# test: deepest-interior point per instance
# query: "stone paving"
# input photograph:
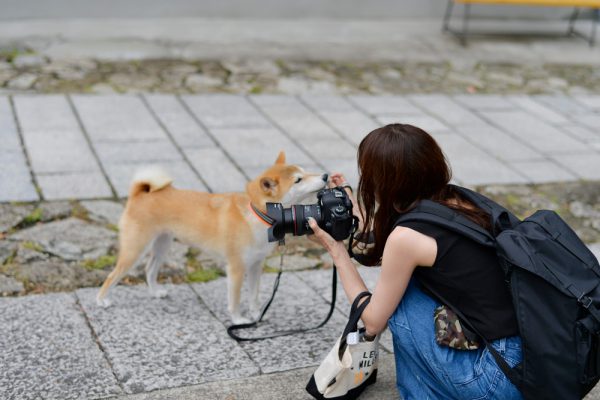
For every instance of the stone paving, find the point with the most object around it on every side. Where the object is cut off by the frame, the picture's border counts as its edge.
(88, 146)
(143, 344)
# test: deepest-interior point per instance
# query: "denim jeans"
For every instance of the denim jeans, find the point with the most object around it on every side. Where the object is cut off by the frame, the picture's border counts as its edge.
(426, 370)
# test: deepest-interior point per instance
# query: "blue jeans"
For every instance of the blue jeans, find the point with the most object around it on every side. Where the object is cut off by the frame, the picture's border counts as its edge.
(426, 370)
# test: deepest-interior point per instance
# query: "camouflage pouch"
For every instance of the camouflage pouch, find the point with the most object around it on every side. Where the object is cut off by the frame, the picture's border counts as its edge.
(449, 332)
+ + + +
- WHAT TO DO
Copy all of the lines above word for word, leaving out the pictures.

- EXPECTED ANSWER
# test: deepest-interior point per instance
# query: "stone paving"
# input photograph:
For every instance of the stone paving, find the point with the most object around it on every side. Where the object is cut off by the frame, the picture's border counts as its edge.
(88, 146)
(143, 344)
# test: deepest-interior point per instance
# query: "denim jeans"
For every instance of the denim jeans, find the point with the most object around it on every side. Where the object is cut off by the frame, the picture's border counts as its edge.
(426, 370)
# test: deepest-interior point per instance
# query: "blue jeans"
For every instance of the blue jeans, find the point with the most object around it on every side. Where the object is cut off by the frame, the picture's border counts as its edge.
(426, 370)
# test: deepest-interior point per instance
# query: "camouflage pouch"
For every instance of the camouflage pouch, find the point with the most object around it on every side. Where the object is cut off by the frame, the picture's border counts as its edge.
(449, 332)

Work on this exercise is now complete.